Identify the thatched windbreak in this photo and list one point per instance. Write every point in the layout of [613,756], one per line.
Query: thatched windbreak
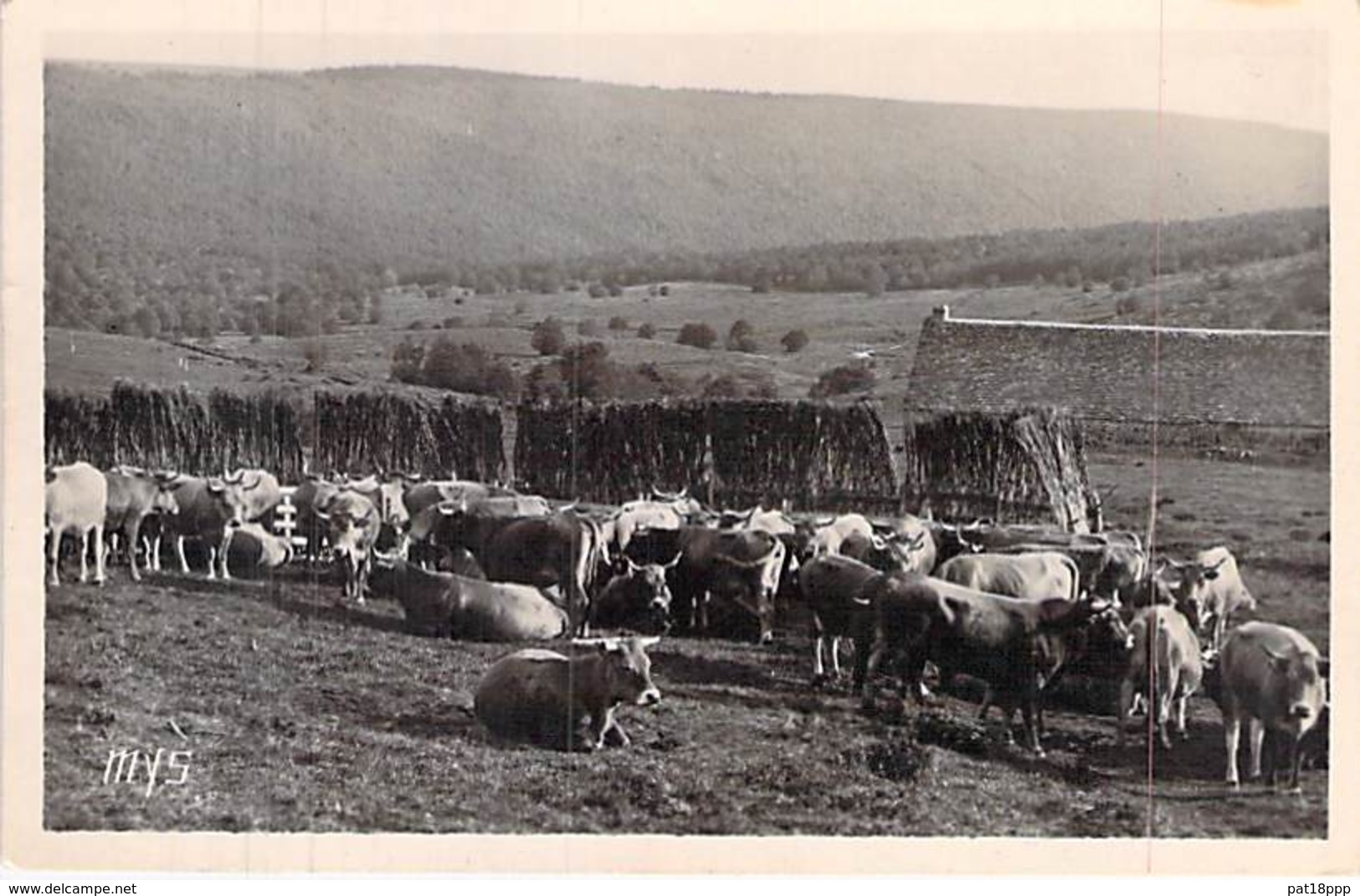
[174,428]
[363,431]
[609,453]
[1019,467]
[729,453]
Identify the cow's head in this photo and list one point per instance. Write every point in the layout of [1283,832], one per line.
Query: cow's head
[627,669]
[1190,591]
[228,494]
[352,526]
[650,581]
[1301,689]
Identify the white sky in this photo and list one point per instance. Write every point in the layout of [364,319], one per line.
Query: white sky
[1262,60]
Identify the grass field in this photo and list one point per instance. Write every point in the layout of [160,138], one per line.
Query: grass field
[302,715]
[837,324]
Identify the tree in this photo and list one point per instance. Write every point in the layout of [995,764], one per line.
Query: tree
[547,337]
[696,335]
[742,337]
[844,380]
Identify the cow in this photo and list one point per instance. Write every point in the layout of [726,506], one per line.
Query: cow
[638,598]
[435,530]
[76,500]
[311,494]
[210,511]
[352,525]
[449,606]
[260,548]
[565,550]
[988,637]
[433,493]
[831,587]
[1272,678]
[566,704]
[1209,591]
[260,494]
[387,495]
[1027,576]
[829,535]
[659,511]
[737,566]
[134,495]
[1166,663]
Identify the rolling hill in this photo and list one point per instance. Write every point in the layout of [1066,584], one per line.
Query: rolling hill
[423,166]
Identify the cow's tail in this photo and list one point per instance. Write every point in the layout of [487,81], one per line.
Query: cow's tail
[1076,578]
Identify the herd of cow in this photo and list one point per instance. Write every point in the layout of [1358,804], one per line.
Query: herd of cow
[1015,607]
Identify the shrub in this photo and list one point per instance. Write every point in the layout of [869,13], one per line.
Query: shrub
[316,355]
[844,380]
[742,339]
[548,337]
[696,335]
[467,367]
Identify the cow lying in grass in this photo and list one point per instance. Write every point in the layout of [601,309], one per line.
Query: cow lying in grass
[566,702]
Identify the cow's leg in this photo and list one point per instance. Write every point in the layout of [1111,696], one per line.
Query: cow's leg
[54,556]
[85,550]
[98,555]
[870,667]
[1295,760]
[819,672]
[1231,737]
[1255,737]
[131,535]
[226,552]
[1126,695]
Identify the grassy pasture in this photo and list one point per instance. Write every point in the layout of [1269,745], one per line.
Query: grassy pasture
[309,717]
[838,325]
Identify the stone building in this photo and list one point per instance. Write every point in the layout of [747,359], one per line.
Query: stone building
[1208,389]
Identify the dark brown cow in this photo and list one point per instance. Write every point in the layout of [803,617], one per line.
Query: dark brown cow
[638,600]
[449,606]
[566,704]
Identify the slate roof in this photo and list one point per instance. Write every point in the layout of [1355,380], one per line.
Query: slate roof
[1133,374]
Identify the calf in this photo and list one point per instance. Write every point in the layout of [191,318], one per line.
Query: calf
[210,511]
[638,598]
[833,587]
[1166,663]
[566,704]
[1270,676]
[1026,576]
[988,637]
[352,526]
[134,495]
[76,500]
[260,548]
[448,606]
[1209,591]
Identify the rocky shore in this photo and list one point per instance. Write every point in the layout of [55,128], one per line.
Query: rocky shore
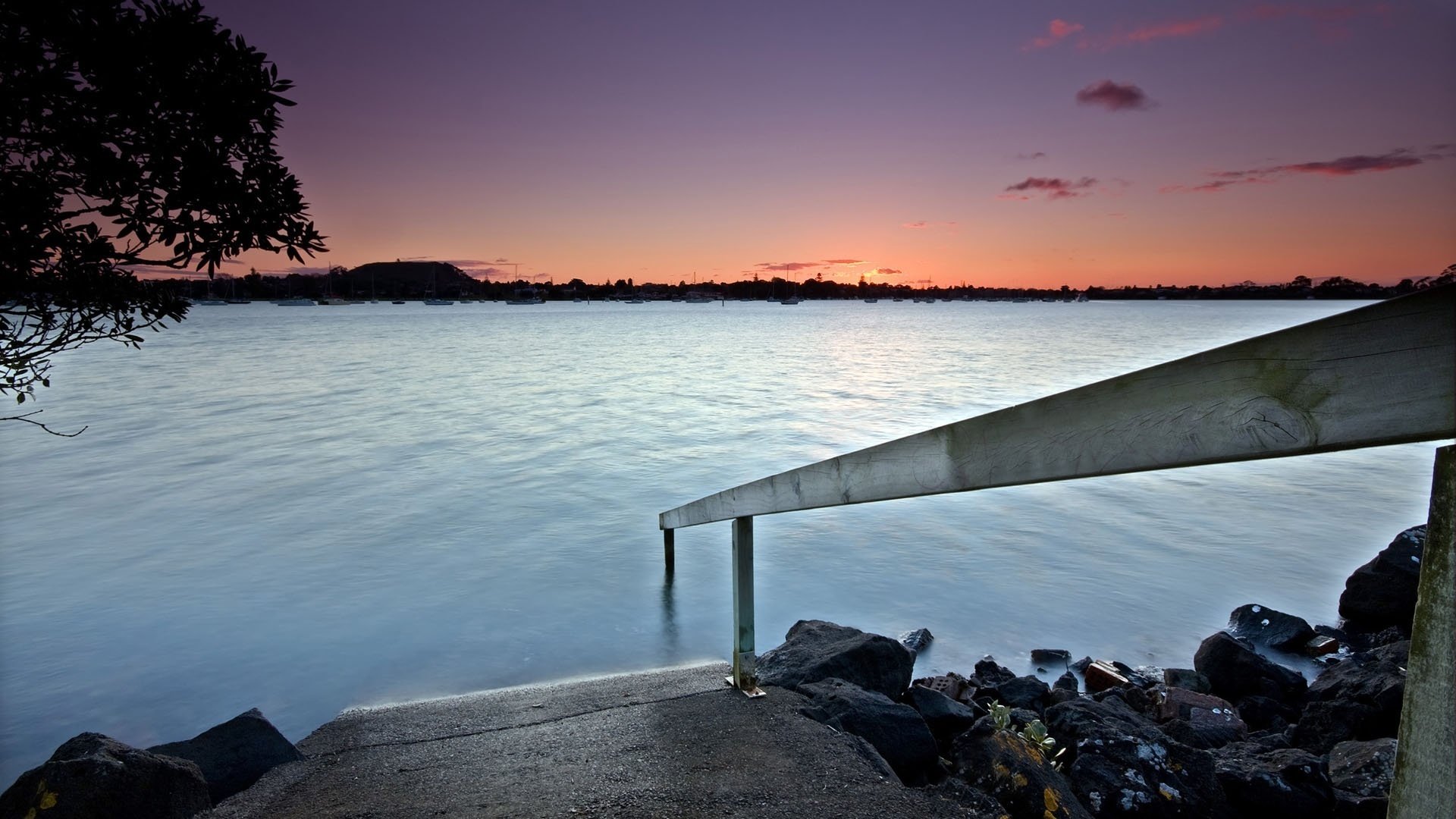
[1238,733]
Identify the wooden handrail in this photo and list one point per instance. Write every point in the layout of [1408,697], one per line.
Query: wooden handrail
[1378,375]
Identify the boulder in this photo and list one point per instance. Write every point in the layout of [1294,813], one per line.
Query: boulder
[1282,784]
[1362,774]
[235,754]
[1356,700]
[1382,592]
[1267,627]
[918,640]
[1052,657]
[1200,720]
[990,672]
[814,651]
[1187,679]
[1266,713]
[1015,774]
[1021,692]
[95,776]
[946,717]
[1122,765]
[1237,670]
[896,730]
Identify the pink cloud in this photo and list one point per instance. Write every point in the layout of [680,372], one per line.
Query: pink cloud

--------------------------------

• [WHAT YOU WILL DO]
Please return the full listing exactly as given, with the images left out.

• [TASK ANSWER]
Identify the thatched windbreak in this photo and list one point per instance. Write every point in the layout of [613,756], one per line.
Query: thatched windbreak
[174,428]
[363,431]
[609,453]
[1019,467]
[729,453]
Identify the cow's head in this photo and list one point per instance. Write every point in the layout of [1283,832], one per line.
Query: cow's head
[627,669]
[1190,591]
[228,494]
[352,526]
[650,581]
[1301,689]
Identify the white sky in this photo and list one point per instance. Write every point in the layout of [364,319], one per line.
Query: white sky
[1262,60]
Identify the grass field in this photo and list one point per instance. Write every point in the layout of [160,138], one per line.
Query: grass field
[302,715]
[837,324]
Identify the tree in this photo and list one point per instance. Write every point in the layout of [995,764], one per line.
Query: tree
[547,337]
[696,335]
[742,337]
[844,380]
Identify the cow in this photo and list one point per instance. Write every point in the layout of [726,506], one per line.
Query: cow
[638,598]
[435,530]
[76,500]
[311,494]
[210,511]
[352,525]
[449,606]
[260,548]
[565,550]
[988,637]
[433,493]
[831,587]
[1272,678]
[566,704]
[1209,591]
[260,494]
[387,495]
[1027,576]
[829,535]
[659,511]
[737,566]
[134,495]
[1166,663]
Identify the rolling hill in this photo and list one point per instance. Write every point in the layout of [1066,584], one per line.
Query: rolling hill
[423,166]
Identify the cow's tail in this photo and list one point per instance. Write every point in the layout of [487,81], one per line.
Query: cow's tail
[1076,578]
Identify the herd of cow in this photo and list one point per instance. Write every point in the layout of [1358,804], one per line.
Query: herd of cow
[1015,607]
Identify the shrub in this photo and list one point per instance. Write every point in the layout of [869,13], one per line.
Query: shrub
[316,355]
[844,380]
[742,339]
[548,337]
[696,335]
[467,367]
Identify the cow lying in grass in this photo and list one point per instance. Write every point in the layout of [601,309], one per line.
Query: cow lying in grass
[566,702]
Identify the cow's leg in this photo and list one point per instance. Write every point in the layout of [1111,696], one per line.
Query: cow's leg
[54,556]
[85,550]
[98,555]
[870,667]
[1295,760]
[819,672]
[1231,737]
[1255,737]
[131,535]
[226,552]
[1126,695]
Identify the grassy pasture in this photo and list one point per instance. Write every point in the layout of [1269,745], one per line.
Query: grassy pasture
[309,717]
[838,325]
Identify the stone building in this photo and list one point per instance. Write every point in the layout of [747,359], one per line.
Query: stone building
[1208,389]
Identify the dark brown cow in this photo and list one point per instance. Write every point in the layout of [803,617], one per line.
Query: dark brown cow
[638,600]
[449,606]
[566,704]
Identify the slate roof in this photo and list one point per instance. Write every point in the layout of [1355,380], one per line.
Query: slate roof
[1133,374]
Identify the calf in this photo and list one point per instance. Write every point in the layout of [191,318], one per line.
Query: calf
[210,511]
[638,598]
[833,587]
[1166,663]
[566,704]
[1270,676]
[1026,576]
[988,637]
[352,526]
[134,495]
[76,500]
[260,548]
[448,606]
[1209,591]
Identify the rocky shore in this photo and list one point per instance. Write every point in the layout of [55,128], one per line.
Query: rocky shore
[1238,733]
Identify the wooden handrail in this photo and list one point per instance. Write every point in the layout of [1408,697], one per line.
Query: wooden handrail
[1378,375]
Identify the boulder in this photo and list one point per instance. Write every point in the layout of [1294,813], one per line.
Query: boulder
[1282,784]
[1362,774]
[235,754]
[1356,700]
[1382,592]
[1267,627]
[918,640]
[1052,657]
[1200,720]
[990,672]
[814,651]
[1187,679]
[1266,713]
[1015,774]
[1021,692]
[95,776]
[946,717]
[1122,765]
[1237,670]
[896,730]
Identify the pink cloud in this photo and list one point per instance. Write every point in the layout of [680,372], one per line.
Query: pink cloud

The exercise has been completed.